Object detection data

══════

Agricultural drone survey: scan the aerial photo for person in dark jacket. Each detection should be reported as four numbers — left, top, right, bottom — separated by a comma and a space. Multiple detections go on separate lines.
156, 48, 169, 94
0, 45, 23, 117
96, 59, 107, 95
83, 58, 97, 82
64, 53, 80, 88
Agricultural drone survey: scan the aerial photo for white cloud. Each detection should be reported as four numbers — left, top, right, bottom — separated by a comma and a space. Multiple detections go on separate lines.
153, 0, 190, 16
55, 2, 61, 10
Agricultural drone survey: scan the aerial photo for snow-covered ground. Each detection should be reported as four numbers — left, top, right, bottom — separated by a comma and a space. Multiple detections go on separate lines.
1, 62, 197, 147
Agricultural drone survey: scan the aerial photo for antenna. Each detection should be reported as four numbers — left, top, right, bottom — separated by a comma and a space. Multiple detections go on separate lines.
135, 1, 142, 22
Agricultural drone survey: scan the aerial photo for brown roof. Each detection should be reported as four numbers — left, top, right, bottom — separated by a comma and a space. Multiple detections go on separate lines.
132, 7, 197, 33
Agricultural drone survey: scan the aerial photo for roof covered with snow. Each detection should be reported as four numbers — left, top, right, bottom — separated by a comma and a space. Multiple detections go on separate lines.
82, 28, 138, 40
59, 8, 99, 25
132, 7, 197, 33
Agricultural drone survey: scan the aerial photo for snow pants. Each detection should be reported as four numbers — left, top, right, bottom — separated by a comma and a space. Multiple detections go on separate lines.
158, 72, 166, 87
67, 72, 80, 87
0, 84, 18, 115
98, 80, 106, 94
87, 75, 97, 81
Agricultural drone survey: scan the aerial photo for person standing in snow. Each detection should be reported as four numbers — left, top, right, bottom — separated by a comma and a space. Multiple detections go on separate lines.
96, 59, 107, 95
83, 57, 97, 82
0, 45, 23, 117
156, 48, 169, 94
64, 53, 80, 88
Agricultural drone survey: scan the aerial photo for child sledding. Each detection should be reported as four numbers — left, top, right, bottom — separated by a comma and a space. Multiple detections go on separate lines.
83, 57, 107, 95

══════

**Task statement**
State how many lines in the rows above contain the string "antenna", treating case as significant. Reply with the number alone.

**Answer to the task**
1